• **DOCUMENT EXCERPT**
########################################

Workers at a funeral home in Vitoria.
Workers at a funeral home in Vitoria. / RAFA GUTIERREZ
  • It becomes the eleventh country to reach that number, while some other organisations estimate the figure to be in the region of 100,000

On 13 February, 2020, a 69-year-old man who had just returned from Nepal died at the Arnau de Vilanova hospital in Valencia due to a 'strange' pneumonia. At that time the disease, which had been named Covid-19 two days earlier, seemed geographically limited to China but things soon changed as the virus spread quickly around the world.

Almost seventeen months later, on 2 June, 2021, Spain has exceeded 80,000 deaths from Covid (some 80,049, with the 66 notified this Wednesday, 2 June), according to official data from the Ministry of Health.

It has become the eleventh country in the world to reach this death toll. The United States of America, with 595,213 deaths heads the table, followed by Brazil (495,199), India (335,102), Mexico (227,840), United Kingdom (128,045), Italy (126,221), Russia (119,830), Colombia (89,297), Germany (88,781) and Iran (80,327), according to the Johns Hopkins University, in Baltimore (USA), which also collects the number of deaths in each country per 100,000 inhabitants.

On that list, Spain is in 22nd place, with a rate of 169.84. Hungary is the country with the most deaths in relation to its population (304.33 per 100,000 inhabitants), followed by the Czech Republic (282.18), Bosnia (280.31), San Marino (265.80), North Macedonia (259.81) and Montenegro (254.61).

Other countries with a higher proportion of deaths than Spain are Brazil (219.28), Belgium (217.30, although it is the only government that includes deaths with a positive test and also suspected cases), Peru (213.29), Italy (209.18), United Kingdom (191.59), United States (181.14), Colombia (176.35), Mexico (175.24) and Argentina (173.78).

During the first onslaught of the virus, from March to early July, which included the home lockdown, the Ministry of Health officially registered 28,363 deaths. In the following five months, during the second wave, the number of deaths was lower, at 18,981. The harsh third wave saw a huge rebound in the cumulative incidence rate and number of people in hospital after the relaxation of restrictions at Christmas, leaving 25,449 deaths in just three months. Finally, the fourth wave, which health expert Fernando Simón has described on several occasions as 'ripple', left more than 7,000 dead in two and a half months.

Probably the only positive aspect of the data appears to be when looking at the time it took Spain to go from 70,000 to 80,000 deaths: taking some three months, from 3 March to 2 June, the longest period of time since the 20,000-30,000 range (18 April to 15 September, nearly five months).

########################################

[Referring expression pointing data]
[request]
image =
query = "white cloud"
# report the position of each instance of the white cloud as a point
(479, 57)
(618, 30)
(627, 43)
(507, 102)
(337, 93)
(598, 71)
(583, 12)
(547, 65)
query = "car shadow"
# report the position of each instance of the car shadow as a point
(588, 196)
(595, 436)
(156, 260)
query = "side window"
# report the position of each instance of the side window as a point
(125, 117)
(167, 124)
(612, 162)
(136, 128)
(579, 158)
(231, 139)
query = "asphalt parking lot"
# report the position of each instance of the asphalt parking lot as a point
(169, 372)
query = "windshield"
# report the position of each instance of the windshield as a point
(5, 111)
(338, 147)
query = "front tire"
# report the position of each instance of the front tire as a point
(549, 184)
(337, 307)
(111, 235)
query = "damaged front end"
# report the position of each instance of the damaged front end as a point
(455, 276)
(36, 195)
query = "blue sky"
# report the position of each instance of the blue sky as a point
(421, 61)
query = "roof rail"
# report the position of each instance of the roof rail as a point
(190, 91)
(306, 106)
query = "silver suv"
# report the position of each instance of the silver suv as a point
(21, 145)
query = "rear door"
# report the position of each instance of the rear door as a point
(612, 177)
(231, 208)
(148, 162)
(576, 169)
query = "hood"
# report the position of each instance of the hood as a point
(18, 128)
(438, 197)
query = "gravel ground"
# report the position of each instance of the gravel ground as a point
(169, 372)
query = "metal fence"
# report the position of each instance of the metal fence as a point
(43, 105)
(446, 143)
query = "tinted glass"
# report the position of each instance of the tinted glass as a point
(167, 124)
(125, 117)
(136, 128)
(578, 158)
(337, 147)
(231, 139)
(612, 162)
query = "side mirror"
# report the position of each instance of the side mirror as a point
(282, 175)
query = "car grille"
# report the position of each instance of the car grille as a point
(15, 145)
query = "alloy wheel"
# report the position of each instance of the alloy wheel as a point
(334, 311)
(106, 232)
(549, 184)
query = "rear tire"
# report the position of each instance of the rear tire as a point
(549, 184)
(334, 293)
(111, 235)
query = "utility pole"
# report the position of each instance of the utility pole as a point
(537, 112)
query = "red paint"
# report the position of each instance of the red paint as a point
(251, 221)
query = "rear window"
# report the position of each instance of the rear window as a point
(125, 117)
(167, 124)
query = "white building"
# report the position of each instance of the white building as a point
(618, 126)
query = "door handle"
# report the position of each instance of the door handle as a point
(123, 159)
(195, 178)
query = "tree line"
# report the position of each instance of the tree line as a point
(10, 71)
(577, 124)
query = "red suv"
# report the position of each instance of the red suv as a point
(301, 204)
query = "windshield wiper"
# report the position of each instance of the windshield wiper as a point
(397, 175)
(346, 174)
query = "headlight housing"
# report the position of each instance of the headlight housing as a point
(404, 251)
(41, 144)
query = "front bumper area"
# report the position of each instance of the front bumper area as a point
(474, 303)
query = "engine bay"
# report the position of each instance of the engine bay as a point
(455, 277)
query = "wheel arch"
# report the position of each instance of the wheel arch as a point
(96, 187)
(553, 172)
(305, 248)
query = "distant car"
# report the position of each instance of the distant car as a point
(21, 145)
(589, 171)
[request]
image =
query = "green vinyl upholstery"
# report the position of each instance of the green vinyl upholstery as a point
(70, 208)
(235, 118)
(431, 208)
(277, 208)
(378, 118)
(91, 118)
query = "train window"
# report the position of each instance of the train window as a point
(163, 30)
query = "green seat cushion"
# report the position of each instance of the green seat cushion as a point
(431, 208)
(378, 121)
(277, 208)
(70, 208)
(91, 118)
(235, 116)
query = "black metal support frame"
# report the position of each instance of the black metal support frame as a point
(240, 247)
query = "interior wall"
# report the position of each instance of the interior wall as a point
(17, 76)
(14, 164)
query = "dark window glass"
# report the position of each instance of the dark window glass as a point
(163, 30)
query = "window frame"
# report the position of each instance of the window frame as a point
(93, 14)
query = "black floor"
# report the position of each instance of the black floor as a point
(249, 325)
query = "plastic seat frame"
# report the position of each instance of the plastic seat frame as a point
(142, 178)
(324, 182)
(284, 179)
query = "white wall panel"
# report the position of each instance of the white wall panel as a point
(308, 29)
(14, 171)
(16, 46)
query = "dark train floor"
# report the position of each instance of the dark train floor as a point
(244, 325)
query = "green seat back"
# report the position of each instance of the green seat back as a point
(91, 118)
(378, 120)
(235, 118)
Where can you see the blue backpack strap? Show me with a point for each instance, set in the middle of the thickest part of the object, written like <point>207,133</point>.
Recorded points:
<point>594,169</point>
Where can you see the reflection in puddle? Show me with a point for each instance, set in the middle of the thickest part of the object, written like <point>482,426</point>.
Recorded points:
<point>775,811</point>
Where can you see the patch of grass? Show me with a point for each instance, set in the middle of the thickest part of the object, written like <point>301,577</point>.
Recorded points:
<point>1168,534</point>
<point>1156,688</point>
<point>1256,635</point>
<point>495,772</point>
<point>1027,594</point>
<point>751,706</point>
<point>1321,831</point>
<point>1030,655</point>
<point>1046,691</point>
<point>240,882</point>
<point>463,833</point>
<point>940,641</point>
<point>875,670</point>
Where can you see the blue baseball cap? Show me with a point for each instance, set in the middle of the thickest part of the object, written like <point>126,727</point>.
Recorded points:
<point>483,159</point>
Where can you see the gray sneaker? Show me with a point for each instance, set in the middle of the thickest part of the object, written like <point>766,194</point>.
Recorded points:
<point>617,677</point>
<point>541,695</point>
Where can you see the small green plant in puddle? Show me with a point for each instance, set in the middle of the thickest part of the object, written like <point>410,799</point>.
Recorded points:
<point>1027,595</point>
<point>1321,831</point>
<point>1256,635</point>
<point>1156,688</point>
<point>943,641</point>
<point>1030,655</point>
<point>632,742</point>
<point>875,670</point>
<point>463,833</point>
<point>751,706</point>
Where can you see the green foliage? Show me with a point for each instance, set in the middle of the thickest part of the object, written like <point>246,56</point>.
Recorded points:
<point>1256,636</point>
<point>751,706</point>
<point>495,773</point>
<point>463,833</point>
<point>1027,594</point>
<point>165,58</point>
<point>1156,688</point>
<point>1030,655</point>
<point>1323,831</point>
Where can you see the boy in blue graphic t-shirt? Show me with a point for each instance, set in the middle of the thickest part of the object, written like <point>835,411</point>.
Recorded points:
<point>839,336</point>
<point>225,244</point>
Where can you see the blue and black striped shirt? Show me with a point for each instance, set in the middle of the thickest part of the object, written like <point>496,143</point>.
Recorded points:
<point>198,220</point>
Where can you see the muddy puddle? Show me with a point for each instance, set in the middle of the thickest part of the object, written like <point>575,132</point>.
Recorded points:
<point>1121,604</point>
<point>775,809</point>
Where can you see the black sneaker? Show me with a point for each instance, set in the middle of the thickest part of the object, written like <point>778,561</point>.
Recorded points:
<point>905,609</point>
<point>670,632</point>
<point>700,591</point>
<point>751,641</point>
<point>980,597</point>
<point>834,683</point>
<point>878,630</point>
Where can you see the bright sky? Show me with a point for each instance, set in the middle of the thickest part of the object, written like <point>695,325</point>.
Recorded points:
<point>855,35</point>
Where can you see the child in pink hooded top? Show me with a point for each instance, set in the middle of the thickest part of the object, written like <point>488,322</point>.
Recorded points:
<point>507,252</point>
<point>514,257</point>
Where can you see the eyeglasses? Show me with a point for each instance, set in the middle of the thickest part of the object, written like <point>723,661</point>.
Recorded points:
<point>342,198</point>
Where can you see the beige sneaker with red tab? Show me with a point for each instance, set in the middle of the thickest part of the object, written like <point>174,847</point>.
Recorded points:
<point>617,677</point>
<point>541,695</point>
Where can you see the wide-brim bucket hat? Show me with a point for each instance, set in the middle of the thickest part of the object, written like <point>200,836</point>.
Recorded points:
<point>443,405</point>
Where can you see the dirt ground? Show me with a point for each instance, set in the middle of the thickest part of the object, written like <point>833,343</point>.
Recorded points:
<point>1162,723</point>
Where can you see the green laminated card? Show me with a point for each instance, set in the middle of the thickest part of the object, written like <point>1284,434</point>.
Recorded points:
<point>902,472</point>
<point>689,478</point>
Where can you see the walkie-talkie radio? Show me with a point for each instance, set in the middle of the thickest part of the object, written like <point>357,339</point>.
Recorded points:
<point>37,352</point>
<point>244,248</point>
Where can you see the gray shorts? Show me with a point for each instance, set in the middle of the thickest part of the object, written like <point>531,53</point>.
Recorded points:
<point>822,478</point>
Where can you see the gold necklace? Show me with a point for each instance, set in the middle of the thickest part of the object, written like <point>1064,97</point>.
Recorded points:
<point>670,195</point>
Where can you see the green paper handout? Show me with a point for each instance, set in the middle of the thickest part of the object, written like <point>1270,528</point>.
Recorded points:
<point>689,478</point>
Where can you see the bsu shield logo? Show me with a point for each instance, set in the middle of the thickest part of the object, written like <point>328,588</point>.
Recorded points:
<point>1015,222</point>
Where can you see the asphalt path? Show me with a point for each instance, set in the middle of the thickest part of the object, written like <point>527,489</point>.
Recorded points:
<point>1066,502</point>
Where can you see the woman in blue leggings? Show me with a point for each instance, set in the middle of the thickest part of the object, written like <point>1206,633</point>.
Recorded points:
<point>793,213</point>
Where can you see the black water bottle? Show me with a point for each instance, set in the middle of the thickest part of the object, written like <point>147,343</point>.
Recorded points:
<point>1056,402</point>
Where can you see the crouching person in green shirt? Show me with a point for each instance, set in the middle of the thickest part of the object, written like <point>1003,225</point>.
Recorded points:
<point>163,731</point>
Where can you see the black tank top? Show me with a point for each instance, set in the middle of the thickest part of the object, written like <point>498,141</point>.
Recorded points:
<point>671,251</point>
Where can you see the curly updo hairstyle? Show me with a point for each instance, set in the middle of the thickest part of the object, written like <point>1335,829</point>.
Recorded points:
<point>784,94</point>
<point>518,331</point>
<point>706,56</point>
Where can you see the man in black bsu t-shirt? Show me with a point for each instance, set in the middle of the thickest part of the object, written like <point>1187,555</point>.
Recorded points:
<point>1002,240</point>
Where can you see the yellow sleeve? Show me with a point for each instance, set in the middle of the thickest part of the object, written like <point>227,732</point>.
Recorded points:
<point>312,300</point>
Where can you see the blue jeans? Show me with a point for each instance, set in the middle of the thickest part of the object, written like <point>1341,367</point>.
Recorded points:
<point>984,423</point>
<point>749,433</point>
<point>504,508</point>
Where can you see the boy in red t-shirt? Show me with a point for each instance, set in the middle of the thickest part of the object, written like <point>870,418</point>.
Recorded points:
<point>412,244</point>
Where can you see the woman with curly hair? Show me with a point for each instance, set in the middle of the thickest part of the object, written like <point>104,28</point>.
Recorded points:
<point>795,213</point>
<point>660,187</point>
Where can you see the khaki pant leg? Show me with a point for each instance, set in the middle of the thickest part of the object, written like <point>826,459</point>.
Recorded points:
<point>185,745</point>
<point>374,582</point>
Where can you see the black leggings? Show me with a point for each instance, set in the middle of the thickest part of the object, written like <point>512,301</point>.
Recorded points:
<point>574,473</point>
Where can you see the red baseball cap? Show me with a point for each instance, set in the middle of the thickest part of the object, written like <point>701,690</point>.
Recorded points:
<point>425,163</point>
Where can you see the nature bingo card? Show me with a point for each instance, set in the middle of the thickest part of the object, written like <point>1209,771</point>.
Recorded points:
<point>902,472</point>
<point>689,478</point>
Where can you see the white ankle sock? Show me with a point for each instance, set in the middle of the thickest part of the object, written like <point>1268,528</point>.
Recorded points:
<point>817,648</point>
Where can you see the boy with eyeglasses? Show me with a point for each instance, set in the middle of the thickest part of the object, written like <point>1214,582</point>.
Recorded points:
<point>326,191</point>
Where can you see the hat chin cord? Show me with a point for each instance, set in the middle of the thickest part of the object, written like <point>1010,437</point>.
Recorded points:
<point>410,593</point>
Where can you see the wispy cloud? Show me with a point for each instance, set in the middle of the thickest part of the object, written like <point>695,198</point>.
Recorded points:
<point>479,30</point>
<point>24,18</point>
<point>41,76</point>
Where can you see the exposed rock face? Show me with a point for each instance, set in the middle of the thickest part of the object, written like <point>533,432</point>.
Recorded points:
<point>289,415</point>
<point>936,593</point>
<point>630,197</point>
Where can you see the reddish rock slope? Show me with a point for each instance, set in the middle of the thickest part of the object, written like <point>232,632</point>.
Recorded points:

########################################

• **AIM OF THE EXERCISE**
In the article on Spain's Covid-19 deaths, how many deaths did the Ministry of Health officially register during the first wave, from March to early July?

• **REPLY TO THE EXERCISE**
28,363